Information supplied:
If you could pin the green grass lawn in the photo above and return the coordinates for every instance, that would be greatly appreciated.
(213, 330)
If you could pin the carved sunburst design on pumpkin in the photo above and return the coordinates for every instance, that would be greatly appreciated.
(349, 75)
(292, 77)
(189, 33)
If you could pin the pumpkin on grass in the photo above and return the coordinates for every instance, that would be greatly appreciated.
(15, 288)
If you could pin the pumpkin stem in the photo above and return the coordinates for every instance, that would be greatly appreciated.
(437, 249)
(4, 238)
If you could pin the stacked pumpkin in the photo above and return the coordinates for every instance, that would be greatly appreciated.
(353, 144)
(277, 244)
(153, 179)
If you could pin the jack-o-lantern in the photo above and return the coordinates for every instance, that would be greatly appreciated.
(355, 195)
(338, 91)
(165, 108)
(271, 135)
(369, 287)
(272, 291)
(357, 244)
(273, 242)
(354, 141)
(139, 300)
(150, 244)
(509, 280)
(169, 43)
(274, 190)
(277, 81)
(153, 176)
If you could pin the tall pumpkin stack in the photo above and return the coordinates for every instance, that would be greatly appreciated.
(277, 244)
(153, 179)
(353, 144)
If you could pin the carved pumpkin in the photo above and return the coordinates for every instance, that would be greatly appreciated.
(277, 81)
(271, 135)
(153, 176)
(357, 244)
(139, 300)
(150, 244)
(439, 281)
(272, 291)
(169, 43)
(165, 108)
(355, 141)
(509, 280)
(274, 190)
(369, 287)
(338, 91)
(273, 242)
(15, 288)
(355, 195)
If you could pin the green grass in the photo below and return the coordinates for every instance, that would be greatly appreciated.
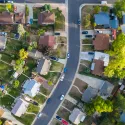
(59, 21)
(87, 48)
(33, 108)
(6, 101)
(44, 91)
(56, 66)
(6, 72)
(40, 98)
(52, 76)
(87, 41)
(26, 119)
(31, 65)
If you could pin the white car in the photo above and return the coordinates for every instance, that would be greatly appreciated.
(62, 97)
(62, 77)
(39, 115)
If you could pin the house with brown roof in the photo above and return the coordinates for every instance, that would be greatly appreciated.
(100, 61)
(45, 18)
(48, 41)
(101, 42)
(6, 18)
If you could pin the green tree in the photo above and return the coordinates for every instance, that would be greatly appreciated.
(105, 8)
(16, 84)
(97, 9)
(116, 65)
(119, 6)
(21, 29)
(41, 32)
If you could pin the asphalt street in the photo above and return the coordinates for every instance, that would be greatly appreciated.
(74, 49)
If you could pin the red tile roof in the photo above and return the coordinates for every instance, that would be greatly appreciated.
(101, 42)
(98, 67)
(47, 41)
(46, 18)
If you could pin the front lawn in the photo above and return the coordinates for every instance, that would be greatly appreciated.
(44, 91)
(56, 66)
(5, 72)
(6, 101)
(33, 108)
(40, 98)
(26, 119)
(52, 76)
(60, 20)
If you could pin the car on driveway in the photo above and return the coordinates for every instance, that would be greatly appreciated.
(62, 77)
(39, 115)
(84, 32)
(88, 36)
(53, 58)
(61, 97)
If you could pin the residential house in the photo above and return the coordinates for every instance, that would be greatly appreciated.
(100, 61)
(104, 91)
(46, 17)
(6, 18)
(31, 87)
(89, 94)
(35, 54)
(48, 41)
(101, 42)
(77, 116)
(2, 42)
(43, 66)
(20, 107)
(106, 20)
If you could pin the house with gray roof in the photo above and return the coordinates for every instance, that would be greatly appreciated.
(31, 87)
(2, 42)
(108, 21)
(43, 66)
(20, 107)
(89, 94)
(77, 116)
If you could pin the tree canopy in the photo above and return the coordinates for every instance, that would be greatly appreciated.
(119, 6)
(117, 63)
(100, 105)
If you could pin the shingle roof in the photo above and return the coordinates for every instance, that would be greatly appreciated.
(47, 41)
(89, 93)
(98, 67)
(101, 42)
(46, 18)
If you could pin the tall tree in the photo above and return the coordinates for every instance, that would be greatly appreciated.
(117, 63)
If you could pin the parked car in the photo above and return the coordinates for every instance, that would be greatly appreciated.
(88, 36)
(53, 58)
(39, 115)
(61, 97)
(84, 32)
(68, 55)
(57, 34)
(78, 22)
(59, 118)
(62, 77)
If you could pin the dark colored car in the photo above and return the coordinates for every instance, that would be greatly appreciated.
(91, 53)
(88, 36)
(53, 58)
(84, 32)
(57, 34)
(59, 118)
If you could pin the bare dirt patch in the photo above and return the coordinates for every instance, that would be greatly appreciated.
(80, 84)
(74, 93)
(69, 105)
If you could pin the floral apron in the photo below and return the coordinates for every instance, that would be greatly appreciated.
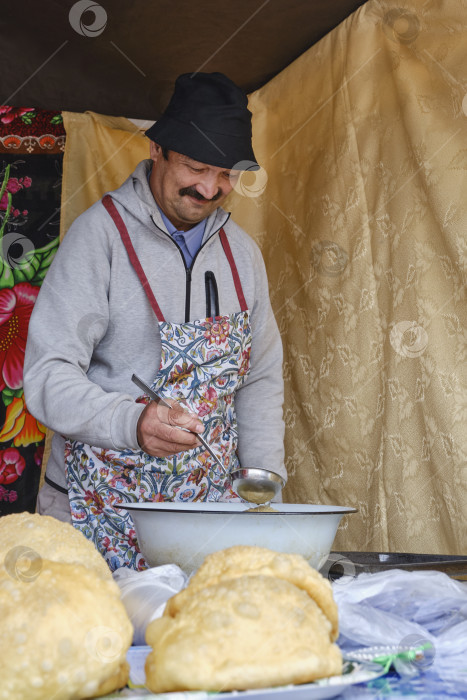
(203, 363)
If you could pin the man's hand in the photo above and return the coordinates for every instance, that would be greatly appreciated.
(159, 431)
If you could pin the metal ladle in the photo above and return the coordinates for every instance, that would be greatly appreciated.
(250, 483)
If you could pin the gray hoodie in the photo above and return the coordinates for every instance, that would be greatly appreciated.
(92, 327)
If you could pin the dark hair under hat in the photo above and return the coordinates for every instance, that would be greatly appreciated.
(208, 120)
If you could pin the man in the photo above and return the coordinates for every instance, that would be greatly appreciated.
(156, 280)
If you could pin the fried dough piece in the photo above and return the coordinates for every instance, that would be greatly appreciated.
(243, 560)
(64, 634)
(46, 538)
(246, 632)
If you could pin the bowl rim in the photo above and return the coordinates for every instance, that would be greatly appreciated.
(213, 508)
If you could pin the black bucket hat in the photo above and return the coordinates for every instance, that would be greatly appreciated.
(208, 120)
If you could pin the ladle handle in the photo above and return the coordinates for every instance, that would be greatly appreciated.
(158, 399)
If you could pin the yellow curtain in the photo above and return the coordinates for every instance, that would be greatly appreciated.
(363, 228)
(361, 215)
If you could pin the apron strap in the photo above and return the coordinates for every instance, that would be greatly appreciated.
(233, 267)
(108, 203)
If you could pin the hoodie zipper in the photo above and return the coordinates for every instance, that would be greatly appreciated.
(188, 270)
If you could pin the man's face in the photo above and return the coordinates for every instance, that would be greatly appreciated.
(188, 191)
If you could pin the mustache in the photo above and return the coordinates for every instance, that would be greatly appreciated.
(192, 192)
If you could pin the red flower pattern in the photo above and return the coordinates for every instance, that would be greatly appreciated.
(11, 465)
(218, 331)
(15, 311)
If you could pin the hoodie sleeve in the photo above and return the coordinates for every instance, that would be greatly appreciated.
(70, 317)
(259, 401)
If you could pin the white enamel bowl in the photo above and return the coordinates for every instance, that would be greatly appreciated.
(184, 533)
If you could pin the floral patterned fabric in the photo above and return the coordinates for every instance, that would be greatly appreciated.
(203, 363)
(31, 147)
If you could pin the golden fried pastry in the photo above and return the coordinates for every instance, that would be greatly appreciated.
(245, 560)
(245, 632)
(64, 634)
(44, 537)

Work instructions: When you retype the listing above, keep each line exactly as written and drop the pictures.

Written solution:
If you could pin the green grass lawn in the photo above and return the coordinates for every instance, that would be greatly appreciated.
(213, 330)
If you could pin the carved sunburst design on pumpkin in the photo above and return the coordinates for every instance, that would be greatly appreciated.
(349, 75)
(292, 77)
(189, 33)
If you could pin the pumpkin on grass in the photo above and return the coordinates for every instance, that would be greatly appreciated.
(15, 288)
If you could pin the pumpkin stem in the photo above and return the coordinates for every instance, that would be greatly appreciated.
(437, 249)
(4, 238)
If you could pin the stacked pumpkin in the photo above and return the coordinates for every instance, that would be greatly appreciated.
(353, 144)
(277, 244)
(153, 179)
If you could pin the jack-o-lantern in the photo above and return the coordinates for every instance, that would be greatly appreciated.
(355, 195)
(338, 91)
(165, 108)
(271, 135)
(369, 287)
(272, 291)
(357, 244)
(273, 242)
(354, 141)
(139, 300)
(150, 244)
(509, 280)
(169, 43)
(274, 190)
(277, 81)
(153, 176)
If you could pin the tall pumpkin stack in the photo above and return the coordinates for every instance, that would be greatly appreciated.
(277, 244)
(153, 179)
(353, 144)
If you could pin the carved pumpkin in the photo above and return the coordinates for every instance, that would be greatly appreciated.
(277, 81)
(271, 135)
(153, 176)
(357, 244)
(139, 300)
(150, 244)
(439, 281)
(272, 291)
(169, 43)
(165, 108)
(355, 141)
(509, 280)
(274, 190)
(369, 287)
(338, 91)
(273, 242)
(15, 288)
(355, 195)
If you could pin the green grass in the photo below and return the coordinates for every instance, that would be greatly appreciated.
(59, 21)
(87, 48)
(33, 108)
(6, 101)
(44, 91)
(56, 66)
(6, 72)
(40, 98)
(52, 76)
(87, 41)
(26, 119)
(31, 65)
If you could pin the white car in the photo above and return the coordinates for every instance, that would be greatly appreciated.
(62, 97)
(62, 77)
(39, 115)
If you could pin the house with brown roof in the photo above and return the coordinates for every instance, that would be greatly appreciated.
(100, 61)
(45, 18)
(48, 41)
(101, 42)
(6, 18)
If you could pin the green tree in the photo above and return the coordinates for every instance, that would be greatly appreciated.
(105, 8)
(16, 84)
(97, 9)
(116, 65)
(119, 6)
(21, 29)
(41, 32)
If you could pin the asphalt street in the photo above and return the coordinates for every instance, that would be greatly appreciated.
(74, 49)
If you could pin the red tile roof in the photo above and return the coordinates for every instance, that would be greatly appreciated.
(101, 42)
(98, 67)
(47, 41)
(46, 18)
If you could pin the front lawn in the photo above and return the coordinates for every instance, that would be greatly appreciated.
(44, 91)
(56, 66)
(5, 72)
(6, 101)
(33, 108)
(40, 98)
(26, 119)
(52, 76)
(60, 20)
If you could pin the car on driveway in the photo above and return the coordinates for every instance, that would be greatly appreciated.
(62, 77)
(39, 115)
(84, 32)
(88, 36)
(53, 58)
(61, 97)
If you could pin the residential house in the photo above and return the coordinates for every instance, that would be greatly appreciated.
(100, 61)
(104, 91)
(46, 17)
(6, 18)
(31, 87)
(89, 94)
(35, 54)
(48, 41)
(101, 42)
(77, 116)
(2, 42)
(43, 66)
(20, 107)
(106, 20)
If you could pin the house with gray roof in the photo above and return the coordinates for every instance, that would be greatly appreciated.
(31, 87)
(2, 42)
(108, 21)
(43, 66)
(20, 107)
(89, 94)
(77, 116)
If you could pin the tree canopy in the photo above and return the coordinates for every instance, that would be greatly appreciated.
(119, 6)
(117, 63)
(100, 105)
If you could pin the shingle roof in the photo above and return the coordinates for every instance, that would be greatly appreciated.
(47, 41)
(89, 93)
(98, 67)
(101, 42)
(46, 18)
If you could pin the tall tree in the photo above and return the coordinates for every instance, that would be greatly appreciated.
(117, 63)
If you could pin the parked car in the photo above and return the coordinates for every instance, that would be greatly appreciated.
(88, 36)
(53, 58)
(39, 115)
(61, 97)
(84, 32)
(68, 55)
(57, 34)
(78, 22)
(59, 118)
(62, 77)
If you could pin the dark colored car in the photo above and return the coordinates for every instance, that would be greatly appreciated.
(91, 53)
(88, 36)
(53, 58)
(84, 32)
(57, 34)
(59, 118)
If you could pin the bare dirt patch in the photo above and return the coordinates for every instance, that would be greatly appreciated.
(80, 84)
(74, 93)
(69, 105)
If you could pin the floral apron in the photo below and return the coordinates for every instance, that would be greatly appreciated.
(203, 363)
If you could pin the man's hand in the photo above and return the coordinates for every instance, that would be greatly appreciated.
(159, 431)
If you could pin the metal ladle in the photo above and return the coordinates for every instance, that would be greatly appreciated.
(250, 483)
If you could pin the gray hoodie in the photo above and return the coordinates for every instance, that would be greatly appreciated.
(92, 327)
If you could pin the dark hair under hat in the photo above and return the coordinates for every instance, that would be greatly appreciated.
(208, 120)
If you could pin the man in the photo above and return the coordinates for every instance, that would be greatly appreciated.
(156, 280)
If you could pin the fried dough piece in the photo above and return the coordinates for every instance, that would be greatly appreciated.
(243, 560)
(64, 634)
(46, 538)
(246, 632)
If you could pin the bowl rim in the photo above and return the coordinates for every instance, that would be greatly appreciated.
(213, 508)
If you could pin the black bucket hat in the photo above and return the coordinates for every instance, that would be greatly appreciated.
(208, 120)
If you could pin the ladle handle in the photo above and return the coordinates for every instance, that would be greatly appreciated.
(158, 399)
If you could pin the yellow curtain in the photo above and return the coordinates for every instance, that would be greatly appreciated.
(363, 228)
(361, 215)
If you could pin the apron strap in the photo above and return the coordinates for every instance, that would be greatly appreciated.
(233, 267)
(108, 203)
If you could pin the hoodie zipper in the photo above and return the coordinates for every instance, that would be greatly appreciated.
(188, 270)
If you could pin the man's face in the photo above and return the coordinates for every instance, that would be greatly appreciated.
(188, 191)
If you could pin the mustache in the photo above and return the coordinates for every instance, that would be greatly appreciated.
(192, 192)
If you could pin the red flower pattern in the photo above and return the coordinates for every instance, that would be greatly appreciated.
(11, 465)
(218, 331)
(15, 311)
If you could pin the hoodie sleeve in the photo above and return the coordinates for every instance, that would be greatly appreciated.
(70, 317)
(259, 401)
If you could pin the white enamel bowl in the photo above and return the coordinates for every instance, that would be greatly appreciated.
(184, 533)
If you could pin the floral patterned fabric in the photo above and return the coordinates for every instance, that would be greatly appreciated.
(203, 363)
(31, 147)
If you could pin the golden fried pastry in the photo above and return the coordinates for every instance, that would be greatly appreciated.
(245, 560)
(245, 632)
(64, 634)
(44, 537)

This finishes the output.